_GIVEN INSTRUCTION:_
List every row below that contains the word "wooden", matching case exactly.
──────
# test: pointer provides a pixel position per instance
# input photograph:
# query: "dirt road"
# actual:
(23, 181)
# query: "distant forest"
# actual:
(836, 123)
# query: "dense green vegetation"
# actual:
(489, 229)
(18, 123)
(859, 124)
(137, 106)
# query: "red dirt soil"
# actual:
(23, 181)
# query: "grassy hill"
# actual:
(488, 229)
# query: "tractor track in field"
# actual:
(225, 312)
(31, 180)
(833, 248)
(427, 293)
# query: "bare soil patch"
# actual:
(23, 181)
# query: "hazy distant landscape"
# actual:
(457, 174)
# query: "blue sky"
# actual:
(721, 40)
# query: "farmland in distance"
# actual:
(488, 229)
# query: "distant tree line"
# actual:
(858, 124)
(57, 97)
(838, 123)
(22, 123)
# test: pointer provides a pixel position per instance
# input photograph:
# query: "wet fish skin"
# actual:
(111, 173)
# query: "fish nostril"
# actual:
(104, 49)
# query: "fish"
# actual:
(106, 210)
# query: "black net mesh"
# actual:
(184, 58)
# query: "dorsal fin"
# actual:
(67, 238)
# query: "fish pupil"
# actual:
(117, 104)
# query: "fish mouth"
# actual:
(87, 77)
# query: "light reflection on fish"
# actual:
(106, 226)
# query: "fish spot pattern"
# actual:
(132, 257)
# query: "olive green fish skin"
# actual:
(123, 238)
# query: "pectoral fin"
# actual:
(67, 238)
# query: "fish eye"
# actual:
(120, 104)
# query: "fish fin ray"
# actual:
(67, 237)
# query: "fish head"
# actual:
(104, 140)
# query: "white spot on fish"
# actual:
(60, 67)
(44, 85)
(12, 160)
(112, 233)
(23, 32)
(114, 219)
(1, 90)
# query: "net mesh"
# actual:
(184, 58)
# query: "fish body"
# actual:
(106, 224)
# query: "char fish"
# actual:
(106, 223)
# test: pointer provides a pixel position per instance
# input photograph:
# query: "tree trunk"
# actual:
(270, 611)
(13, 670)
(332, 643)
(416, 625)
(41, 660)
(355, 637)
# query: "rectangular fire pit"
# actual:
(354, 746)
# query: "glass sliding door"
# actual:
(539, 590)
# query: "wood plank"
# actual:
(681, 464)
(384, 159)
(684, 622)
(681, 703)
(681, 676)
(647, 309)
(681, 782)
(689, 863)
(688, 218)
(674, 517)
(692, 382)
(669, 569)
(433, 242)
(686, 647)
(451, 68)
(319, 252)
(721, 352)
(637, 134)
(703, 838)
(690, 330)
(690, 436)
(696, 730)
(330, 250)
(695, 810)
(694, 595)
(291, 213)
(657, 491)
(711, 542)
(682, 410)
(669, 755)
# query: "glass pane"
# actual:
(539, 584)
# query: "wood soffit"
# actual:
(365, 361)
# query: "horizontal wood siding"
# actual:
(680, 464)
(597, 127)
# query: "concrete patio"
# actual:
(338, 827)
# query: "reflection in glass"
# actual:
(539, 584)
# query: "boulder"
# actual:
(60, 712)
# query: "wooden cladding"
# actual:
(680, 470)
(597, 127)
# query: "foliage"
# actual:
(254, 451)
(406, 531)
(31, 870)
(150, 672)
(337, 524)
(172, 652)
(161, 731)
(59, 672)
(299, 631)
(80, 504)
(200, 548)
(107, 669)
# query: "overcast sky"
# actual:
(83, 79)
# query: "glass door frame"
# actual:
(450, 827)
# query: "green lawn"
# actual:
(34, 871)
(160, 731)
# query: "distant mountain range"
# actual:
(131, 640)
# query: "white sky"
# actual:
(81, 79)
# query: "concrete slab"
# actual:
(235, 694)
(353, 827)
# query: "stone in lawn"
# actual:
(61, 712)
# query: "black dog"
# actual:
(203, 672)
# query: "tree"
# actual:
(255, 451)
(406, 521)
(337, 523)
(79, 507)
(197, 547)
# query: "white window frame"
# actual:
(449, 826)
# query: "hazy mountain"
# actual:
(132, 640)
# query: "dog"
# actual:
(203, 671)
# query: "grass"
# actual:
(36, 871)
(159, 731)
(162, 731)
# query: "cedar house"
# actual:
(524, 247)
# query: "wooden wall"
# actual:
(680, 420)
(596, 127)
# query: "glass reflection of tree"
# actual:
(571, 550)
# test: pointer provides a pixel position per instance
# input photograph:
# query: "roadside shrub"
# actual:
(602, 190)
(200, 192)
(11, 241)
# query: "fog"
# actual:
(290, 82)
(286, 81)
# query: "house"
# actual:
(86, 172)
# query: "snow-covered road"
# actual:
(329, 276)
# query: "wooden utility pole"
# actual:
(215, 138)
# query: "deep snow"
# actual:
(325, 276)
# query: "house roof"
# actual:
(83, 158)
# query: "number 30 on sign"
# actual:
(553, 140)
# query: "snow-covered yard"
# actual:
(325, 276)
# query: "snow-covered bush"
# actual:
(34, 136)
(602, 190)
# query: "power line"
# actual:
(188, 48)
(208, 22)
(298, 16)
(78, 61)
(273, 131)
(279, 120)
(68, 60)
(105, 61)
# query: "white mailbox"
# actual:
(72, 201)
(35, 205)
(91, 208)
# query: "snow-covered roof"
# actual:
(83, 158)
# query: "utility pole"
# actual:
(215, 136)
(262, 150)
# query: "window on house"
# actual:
──────
_WORKED ANSWER:_
# query: "wooden cladding"
# query: "wooden wall"
# query: "wooden utility pole"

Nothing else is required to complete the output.